#### SHORT EXERCISE 1:
Answer these questions about the gcc optimization post:
(a) To what type can effective_addr2 be cast to get around the problem with the low-order 2 bits?
(b) From where did the poster pull the source?
(c) How large an improvement do the benchmarks show with the subreg patch?
--- start TEXT ---
Re: gcc 4.1.1 poor optimization

Greg Smith <gsmith@xxxxxxxxx> · Wed, 17 Jan 2007 23:01:06 -0500

On Wed, 2007-01-10 at 15:30 -0800, Ian Lance Taylor wrote:

> > Lines 41..45 all deal with trying to figure out if the low-order 2 bits
> > of effective_addr2 are zero.  All I can say is, WTF?  I can get around
> > this one by casting effective_addr2 to U32 and then testl/jne is
> > emitted, but I shouldn't have to do this??
> 
> This is most likely fixed by the lower-subreg patch I have been
> working on.  Latest version here:
> 
> http://gcc.gnu.org/ml/gcc-patches/2006-12/msg01858.html

I pulled the source from subversion today.  There is no improvement in
the emitted assembler or my benchmarks.

However, with your subreg patch above against today's source, my
benchmarks show a 10% improvement!!  The emitted code looks (mostly)
sane, no reloading registers with a value already in a register.

It seems that once a certain level of complexity has been reached that
the quality of the emitted assembler goes down, and your subreg patch is
enough to get that complexity below the threshold.
--- end TEXT ---
#### SHORT EXERCISE 2:
List every line of the entries below that contains the string "tree".
--- start TASK MATERIAL ---
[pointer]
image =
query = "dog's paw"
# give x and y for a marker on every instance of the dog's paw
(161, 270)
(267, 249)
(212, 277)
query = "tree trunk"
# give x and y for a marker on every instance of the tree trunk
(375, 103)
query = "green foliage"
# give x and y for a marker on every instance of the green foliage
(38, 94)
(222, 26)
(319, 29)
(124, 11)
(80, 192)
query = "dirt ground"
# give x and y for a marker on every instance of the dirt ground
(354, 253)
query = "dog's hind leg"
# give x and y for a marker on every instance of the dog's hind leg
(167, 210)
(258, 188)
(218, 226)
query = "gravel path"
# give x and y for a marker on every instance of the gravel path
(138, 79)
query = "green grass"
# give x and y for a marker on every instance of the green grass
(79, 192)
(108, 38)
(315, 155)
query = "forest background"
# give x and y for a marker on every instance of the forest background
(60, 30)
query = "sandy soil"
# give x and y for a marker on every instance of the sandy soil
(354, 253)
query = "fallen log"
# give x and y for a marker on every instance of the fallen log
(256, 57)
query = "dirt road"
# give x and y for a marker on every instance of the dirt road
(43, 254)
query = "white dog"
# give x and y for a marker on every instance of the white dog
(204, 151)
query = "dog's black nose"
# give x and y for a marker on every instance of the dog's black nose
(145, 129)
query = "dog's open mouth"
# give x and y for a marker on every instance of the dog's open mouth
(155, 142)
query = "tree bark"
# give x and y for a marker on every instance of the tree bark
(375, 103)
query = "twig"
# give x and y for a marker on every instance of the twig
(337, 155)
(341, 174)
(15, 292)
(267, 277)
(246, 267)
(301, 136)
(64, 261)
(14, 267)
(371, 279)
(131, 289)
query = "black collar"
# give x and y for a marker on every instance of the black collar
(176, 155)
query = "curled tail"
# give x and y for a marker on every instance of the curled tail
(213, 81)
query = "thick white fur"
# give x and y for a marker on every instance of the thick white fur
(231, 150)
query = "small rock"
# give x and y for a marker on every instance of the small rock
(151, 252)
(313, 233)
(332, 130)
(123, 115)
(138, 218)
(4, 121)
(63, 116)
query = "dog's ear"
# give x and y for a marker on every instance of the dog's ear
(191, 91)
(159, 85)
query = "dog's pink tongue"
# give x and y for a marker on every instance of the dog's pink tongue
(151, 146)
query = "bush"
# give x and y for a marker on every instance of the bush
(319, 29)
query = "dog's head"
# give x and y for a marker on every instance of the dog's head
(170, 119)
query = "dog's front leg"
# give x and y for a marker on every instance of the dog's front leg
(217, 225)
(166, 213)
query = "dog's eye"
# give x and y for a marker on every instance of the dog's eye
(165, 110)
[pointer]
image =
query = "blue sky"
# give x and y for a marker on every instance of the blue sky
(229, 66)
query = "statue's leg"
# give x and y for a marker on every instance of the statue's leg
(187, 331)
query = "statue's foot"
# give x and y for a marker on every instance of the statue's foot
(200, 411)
--- end TASK MATERIAL ---
#### TASK RESULT 1:
(a) U32
(b) Subversion
(c) 10%

#### TASK RESULT 2:
query = "tree trunk"
# give x and y for a marker on every instance of the tree trunk
query = "tree bark"
# give x and y for a marker on every instance of the tree bark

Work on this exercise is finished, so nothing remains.